* To do *
a) From the prayer blog posts, list each thing the writer says a phrase of the Lord's Prayer may remind them to do or recognize.
b) Pick up the prayer blog posts right after their final sentence and keep writing.

* Text excerpt *
####

Archive for the ‘Prayer’ Category

Reminders

May 27, 2024

Sometimes we need reminders. We forget certain things. Or we need something lying just below the surface to be brought to our attention.

When I pray the Lord’s Prayer (or Our Father in other traditions), sometimes one of the phrases hits me. It reminds me to pay attention and perhaps take some action.

Maybe I need to remember to acknowledge God and all the power that emanates from the Source.

Ah, there are things I need for daily life that I need to thank God for.

Yes, there are things I’ve recently done or left undone for which I need forgiveness.

Perhaps there are offenses someone  has visited upon me that I need to forgive and get it out of my system.

Maybe there’s something on my horizon that I need to feel the healing and leading of the Spirit to get through.

And maybe today I just need to acknowledge that all doesn’t depend upon me because there is a supreme power in the universe into which I can connect if I but acknowledge it.

Paying attention to each phrase, I can get a quick heart status, feel tapped into the Spirit, and refreshed reenter daily life.

With Open Hands

April 30, 2024

Andrew Huberman, a famous neuroscientist, described how making a fist sends a signal to the brain thence through the body to tense up and prepare for fight or flight. So, unclench your fists to begin to relax.

Which reminded me of Henri Nouwen’s marvelous little book With Open Hands.

People often are concerned with posture during meditation or prayer. Maybe they’ve seen photos of an old guru or a famous movie star sitting cross-legged (we call it lotus or half-lotus position in Yoga, not easy for everyone to get into) with hands resting on knees and the tips of thumb and second finger touching (called “completing the energy circuit”).

####

* Records supplied *
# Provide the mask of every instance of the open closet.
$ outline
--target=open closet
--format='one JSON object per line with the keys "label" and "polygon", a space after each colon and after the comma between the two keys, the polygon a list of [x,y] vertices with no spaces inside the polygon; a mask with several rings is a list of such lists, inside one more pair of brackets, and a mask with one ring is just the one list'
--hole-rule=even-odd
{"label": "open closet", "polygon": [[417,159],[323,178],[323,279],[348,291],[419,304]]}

####

* Responses to the exercise *
a)
- Acknowledge God and all the power that emanates from the Source
- Thank God for the things needed for daily life
- Seek forgiveness for things recently done or left undone
- Forgive offenses someone has visited upon them and get it out of their system
- Feel the healing and leading of the Spirit to get through something on the horizon
- Acknowledge that all doesn't depend on them, because there is a supreme power in the universe they can connect to

b)
Forget all that. You can sit on a cushion on the floor or on a firm chair with an upright posture engaging strong abs. The important thing is what we learned from Huberman and Nouwen. Unclench your fists and open your hands. Now you will be in a more relaxed posture and a more inviting one. It signals the body and the mind that now I’m open to God. I am ready to receive God’s blessing or nudging or whatever the spirit feels I need for the day.

With open hands.

Prayer

April 11, 2024

There is an ancient meditation technique from India that identifies “primordial” sounds with energy centers in the body. You sit quietly. Regulate breathing. Then inhale deeply. While exhaling slowly say one of these sounds. The A sound is like ahh; the O sound is like Ohh.

From base of spine upward to top of head:

  • Lam
  • Vam
  • Ram
  • Yam
  • Ham
  • Sham
  • Om

Within Christianity there is a simple prayer, called the Jesus Prayer, that Christian monks, nuns, and recluses have repeated since at least the second century.

Lord Jesus Christ, Son of God, have mercy on me, a sinner.

You sit in meditation just as above. I would say the first phrase on inhale and the second one on exhale. I used the word “say” in both instances. Actually, you can repeat aloud or silently.

Over much time, I shortened the prayer to just the word “God” which focuses me on the entire sentence.

The apostle Paul said once that we should pray without ceasing. That was it. One sentence of a suggestion or command or something.

A marvelous little book called The Way of the Pilgrim tells the story of a 19th century Russian peasant who met with tragedy where his house burned to the ground and his family was lost. His only possession was a Bible. Recovering, he could only think of the command to pray without ceasing. He decided to wander the land of western Russia repeating the Jesus Prayer. The story tells of his adventures meeting various people who helped him on his way.

The power of a mind focused on prayer. The power of prayer itself.

Try it. First thing in the morning. When I exercised at a Y, I sat cross-legged in the sauna after exercise and prayed it for 15 minutes almost every day. When you’re standing in the queue to check out at a store. When you are stopped by a traffic light.

Many opportunities present themselves for us to pause and say this little prayer. It helps us remember who we are.

Prayer, Then Words

March 15, 2024

Something within me, whether intentional or not, brings awareness toward God to prayer.

Then words—maybe.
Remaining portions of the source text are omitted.